Show every line of the items below that contains the word "logo".

• [DATASET ROWS]
################

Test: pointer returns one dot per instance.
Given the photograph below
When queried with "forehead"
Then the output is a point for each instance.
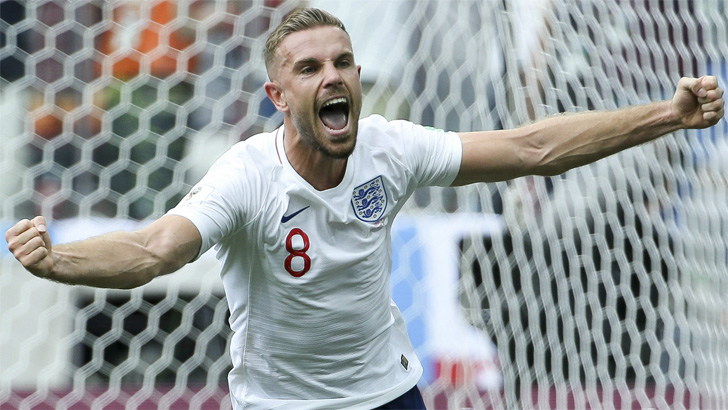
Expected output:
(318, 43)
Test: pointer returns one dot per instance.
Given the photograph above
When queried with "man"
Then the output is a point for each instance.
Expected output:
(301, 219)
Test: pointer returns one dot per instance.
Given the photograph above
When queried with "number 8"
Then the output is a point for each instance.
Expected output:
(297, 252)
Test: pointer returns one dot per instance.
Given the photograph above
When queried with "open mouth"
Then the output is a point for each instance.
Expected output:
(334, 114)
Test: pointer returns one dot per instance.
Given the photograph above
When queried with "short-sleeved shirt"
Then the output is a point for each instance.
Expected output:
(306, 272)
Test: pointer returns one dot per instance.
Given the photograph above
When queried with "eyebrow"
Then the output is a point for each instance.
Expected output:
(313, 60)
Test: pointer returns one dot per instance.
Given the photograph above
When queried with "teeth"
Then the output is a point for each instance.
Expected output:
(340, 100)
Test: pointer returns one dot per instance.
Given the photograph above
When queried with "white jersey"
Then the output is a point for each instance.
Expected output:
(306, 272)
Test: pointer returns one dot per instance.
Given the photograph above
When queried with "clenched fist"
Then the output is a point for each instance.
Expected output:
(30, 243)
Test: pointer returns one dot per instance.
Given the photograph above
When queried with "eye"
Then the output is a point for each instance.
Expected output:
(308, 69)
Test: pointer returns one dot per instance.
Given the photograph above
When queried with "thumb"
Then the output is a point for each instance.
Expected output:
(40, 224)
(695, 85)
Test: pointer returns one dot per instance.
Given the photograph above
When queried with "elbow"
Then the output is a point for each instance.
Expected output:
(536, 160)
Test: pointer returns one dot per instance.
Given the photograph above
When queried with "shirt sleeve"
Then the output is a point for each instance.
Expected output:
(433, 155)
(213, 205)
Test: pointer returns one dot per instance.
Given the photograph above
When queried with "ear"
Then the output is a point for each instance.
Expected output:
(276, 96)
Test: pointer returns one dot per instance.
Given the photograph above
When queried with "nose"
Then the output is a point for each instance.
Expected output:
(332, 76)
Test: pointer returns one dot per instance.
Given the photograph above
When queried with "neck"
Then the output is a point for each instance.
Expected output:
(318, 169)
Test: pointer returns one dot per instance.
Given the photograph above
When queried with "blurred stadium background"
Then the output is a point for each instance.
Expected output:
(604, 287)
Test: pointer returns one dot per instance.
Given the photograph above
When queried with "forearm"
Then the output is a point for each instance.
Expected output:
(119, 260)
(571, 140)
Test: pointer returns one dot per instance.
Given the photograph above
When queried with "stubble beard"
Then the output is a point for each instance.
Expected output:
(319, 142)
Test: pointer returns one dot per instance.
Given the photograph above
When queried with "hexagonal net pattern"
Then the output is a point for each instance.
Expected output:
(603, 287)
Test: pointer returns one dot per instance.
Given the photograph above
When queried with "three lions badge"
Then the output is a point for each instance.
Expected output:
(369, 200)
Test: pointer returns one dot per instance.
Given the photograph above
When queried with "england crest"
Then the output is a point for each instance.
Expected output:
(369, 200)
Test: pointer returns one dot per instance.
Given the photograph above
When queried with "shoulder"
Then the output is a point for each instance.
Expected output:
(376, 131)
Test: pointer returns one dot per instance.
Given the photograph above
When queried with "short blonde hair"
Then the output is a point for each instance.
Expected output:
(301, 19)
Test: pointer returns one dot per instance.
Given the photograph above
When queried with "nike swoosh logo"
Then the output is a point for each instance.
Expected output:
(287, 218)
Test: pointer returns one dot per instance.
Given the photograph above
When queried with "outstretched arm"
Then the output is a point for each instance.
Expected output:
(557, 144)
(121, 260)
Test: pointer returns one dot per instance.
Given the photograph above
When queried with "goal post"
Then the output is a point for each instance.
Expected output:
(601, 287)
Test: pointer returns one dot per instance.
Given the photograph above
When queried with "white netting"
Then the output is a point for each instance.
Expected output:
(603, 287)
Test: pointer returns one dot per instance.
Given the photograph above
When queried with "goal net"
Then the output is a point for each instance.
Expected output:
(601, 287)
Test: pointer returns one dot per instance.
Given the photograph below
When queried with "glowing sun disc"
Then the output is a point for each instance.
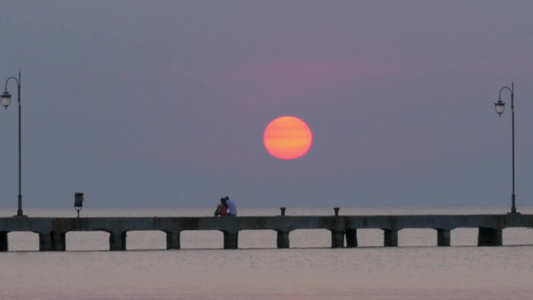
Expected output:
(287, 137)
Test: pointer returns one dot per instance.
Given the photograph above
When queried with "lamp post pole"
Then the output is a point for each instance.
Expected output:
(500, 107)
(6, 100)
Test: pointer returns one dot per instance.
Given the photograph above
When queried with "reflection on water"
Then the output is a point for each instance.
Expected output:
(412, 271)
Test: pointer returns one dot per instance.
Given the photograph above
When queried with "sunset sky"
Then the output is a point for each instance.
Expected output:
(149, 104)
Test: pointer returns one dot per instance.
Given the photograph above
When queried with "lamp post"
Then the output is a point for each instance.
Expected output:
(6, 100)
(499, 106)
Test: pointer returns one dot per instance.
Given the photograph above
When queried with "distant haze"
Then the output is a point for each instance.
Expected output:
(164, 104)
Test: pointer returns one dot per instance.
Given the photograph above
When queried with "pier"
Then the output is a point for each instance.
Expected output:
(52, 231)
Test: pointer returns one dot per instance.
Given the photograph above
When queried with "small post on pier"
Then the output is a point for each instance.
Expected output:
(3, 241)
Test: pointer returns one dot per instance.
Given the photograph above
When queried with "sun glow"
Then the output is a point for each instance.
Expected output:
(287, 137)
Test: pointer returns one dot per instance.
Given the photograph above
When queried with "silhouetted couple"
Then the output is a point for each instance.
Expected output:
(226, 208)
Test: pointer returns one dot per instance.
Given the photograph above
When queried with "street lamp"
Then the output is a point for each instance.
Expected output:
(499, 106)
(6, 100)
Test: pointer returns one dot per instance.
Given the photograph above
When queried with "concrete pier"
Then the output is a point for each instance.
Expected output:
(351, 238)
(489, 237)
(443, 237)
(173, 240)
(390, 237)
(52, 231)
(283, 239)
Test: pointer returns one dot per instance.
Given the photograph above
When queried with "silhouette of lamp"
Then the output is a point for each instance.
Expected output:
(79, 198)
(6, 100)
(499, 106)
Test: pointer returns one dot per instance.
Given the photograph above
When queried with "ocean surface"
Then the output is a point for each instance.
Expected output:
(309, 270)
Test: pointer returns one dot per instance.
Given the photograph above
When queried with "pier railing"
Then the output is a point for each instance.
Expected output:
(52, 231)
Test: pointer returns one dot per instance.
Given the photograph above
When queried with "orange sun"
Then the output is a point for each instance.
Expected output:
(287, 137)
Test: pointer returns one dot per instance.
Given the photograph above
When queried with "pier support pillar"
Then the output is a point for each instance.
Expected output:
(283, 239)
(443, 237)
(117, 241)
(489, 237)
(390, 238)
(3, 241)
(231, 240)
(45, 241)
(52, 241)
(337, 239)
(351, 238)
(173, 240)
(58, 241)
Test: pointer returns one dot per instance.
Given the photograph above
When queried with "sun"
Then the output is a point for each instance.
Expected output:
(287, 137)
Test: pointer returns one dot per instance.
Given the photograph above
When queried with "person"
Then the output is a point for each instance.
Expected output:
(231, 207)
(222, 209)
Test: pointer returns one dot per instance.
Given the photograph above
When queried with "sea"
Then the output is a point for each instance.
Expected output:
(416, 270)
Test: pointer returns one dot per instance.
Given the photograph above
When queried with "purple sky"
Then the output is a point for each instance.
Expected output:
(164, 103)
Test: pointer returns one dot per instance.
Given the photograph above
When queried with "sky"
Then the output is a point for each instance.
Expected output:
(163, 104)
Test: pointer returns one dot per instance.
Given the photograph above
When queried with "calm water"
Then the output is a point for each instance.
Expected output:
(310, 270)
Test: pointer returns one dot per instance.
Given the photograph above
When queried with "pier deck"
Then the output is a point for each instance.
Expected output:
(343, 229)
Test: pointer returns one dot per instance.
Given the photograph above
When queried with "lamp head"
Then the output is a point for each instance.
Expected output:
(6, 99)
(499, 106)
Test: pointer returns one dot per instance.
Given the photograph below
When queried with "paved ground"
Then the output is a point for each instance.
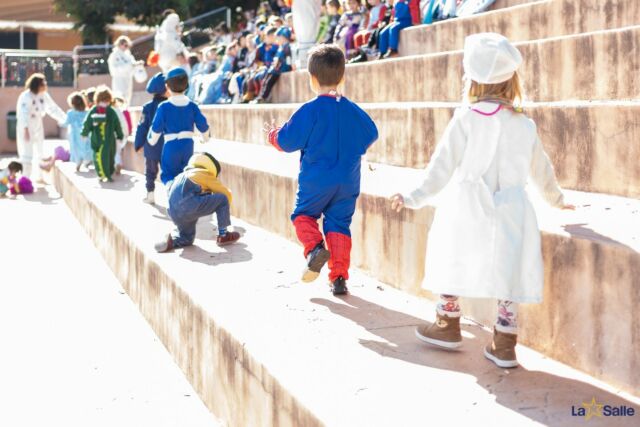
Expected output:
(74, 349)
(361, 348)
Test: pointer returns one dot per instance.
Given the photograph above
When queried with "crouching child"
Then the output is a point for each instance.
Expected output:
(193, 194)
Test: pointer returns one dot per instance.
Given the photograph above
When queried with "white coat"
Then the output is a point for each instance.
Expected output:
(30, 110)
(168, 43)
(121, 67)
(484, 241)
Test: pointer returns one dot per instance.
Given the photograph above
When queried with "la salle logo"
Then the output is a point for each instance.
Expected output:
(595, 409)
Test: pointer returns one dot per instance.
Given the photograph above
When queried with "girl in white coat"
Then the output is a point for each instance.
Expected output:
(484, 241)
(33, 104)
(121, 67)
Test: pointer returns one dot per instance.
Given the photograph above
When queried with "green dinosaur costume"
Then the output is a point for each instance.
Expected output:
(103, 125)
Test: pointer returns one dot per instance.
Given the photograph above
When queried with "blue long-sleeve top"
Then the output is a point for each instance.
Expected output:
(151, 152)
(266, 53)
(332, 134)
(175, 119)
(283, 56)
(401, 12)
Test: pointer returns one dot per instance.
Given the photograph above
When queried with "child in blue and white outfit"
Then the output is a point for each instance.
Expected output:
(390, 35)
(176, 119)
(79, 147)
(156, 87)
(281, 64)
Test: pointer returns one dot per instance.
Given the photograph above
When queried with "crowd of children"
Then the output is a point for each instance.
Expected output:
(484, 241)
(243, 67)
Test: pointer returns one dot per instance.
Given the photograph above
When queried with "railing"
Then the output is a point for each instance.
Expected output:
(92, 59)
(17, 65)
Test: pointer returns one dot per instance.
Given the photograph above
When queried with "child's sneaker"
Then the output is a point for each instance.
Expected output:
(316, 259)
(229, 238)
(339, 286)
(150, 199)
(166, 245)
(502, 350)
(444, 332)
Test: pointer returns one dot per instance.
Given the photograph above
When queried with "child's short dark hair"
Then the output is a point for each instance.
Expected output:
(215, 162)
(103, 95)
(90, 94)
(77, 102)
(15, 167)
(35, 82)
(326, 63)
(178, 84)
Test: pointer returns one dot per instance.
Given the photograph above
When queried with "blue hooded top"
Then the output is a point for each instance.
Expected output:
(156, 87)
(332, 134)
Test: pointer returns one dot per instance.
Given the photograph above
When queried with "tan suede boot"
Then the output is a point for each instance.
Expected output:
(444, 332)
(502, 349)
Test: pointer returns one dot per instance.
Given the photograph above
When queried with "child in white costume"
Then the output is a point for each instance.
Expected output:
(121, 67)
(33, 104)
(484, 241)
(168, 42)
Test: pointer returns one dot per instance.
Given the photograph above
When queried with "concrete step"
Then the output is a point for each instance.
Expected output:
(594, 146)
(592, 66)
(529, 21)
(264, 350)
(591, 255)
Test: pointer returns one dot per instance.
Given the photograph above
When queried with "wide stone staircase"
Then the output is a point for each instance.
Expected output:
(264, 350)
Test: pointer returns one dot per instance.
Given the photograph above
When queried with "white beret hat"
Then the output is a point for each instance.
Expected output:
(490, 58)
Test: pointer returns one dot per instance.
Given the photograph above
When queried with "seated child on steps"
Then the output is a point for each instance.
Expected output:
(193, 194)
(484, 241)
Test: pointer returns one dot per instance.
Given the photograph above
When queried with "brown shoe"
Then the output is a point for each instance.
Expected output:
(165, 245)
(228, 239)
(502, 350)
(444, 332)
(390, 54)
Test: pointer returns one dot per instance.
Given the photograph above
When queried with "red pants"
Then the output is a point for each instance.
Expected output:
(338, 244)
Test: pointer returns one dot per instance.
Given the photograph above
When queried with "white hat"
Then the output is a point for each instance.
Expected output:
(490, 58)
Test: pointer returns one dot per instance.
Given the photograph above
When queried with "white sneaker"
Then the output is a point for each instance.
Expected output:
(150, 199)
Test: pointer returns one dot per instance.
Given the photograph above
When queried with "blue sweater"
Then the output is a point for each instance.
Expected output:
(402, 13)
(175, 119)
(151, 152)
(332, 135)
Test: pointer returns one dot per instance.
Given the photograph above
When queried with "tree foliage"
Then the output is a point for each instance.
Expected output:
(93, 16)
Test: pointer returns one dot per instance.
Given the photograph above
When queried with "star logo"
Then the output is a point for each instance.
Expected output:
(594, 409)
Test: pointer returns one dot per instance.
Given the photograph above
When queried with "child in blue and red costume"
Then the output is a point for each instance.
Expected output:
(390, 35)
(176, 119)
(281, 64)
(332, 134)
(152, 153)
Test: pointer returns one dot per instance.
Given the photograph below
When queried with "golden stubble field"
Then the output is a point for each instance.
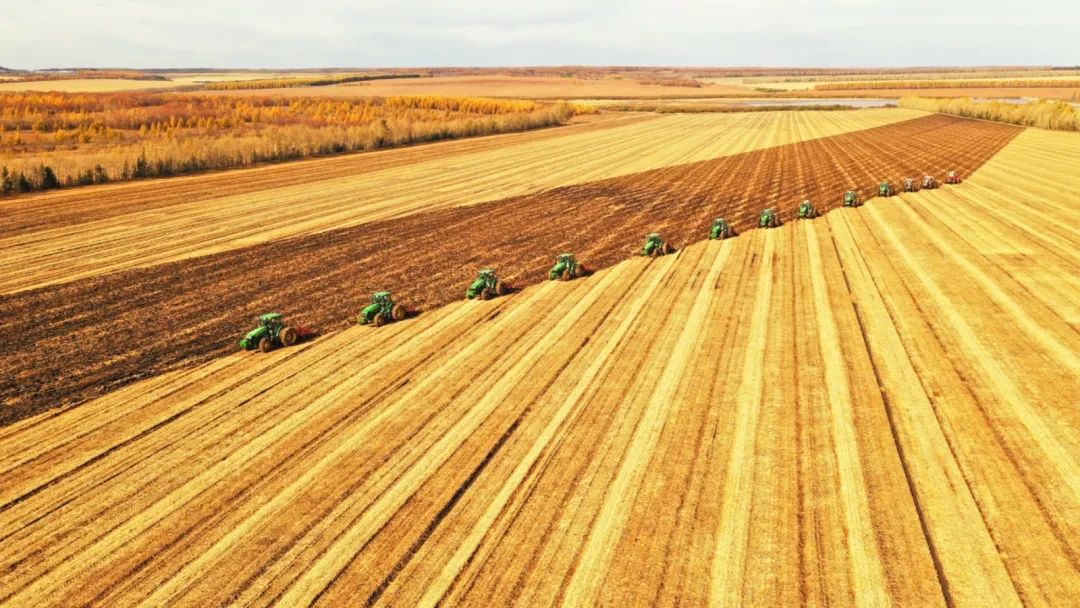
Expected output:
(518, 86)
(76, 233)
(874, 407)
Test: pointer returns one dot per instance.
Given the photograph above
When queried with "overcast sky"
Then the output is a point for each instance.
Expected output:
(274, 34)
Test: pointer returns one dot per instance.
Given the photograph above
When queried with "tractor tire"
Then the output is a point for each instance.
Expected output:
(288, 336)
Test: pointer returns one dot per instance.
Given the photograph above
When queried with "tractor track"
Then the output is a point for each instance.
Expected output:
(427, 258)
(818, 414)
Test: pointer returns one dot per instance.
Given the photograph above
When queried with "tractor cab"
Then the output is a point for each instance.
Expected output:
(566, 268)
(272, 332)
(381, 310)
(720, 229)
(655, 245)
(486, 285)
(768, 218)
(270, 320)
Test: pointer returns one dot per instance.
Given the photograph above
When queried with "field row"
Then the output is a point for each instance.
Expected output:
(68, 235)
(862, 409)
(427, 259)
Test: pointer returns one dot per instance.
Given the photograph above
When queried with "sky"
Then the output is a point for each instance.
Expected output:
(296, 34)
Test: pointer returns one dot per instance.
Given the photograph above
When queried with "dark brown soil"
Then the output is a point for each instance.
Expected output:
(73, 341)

################

• [EXERCISE RESPONSE]
When queried with "nike swoosh logo"
When queried with "la salle logo"
When queried with "star logo"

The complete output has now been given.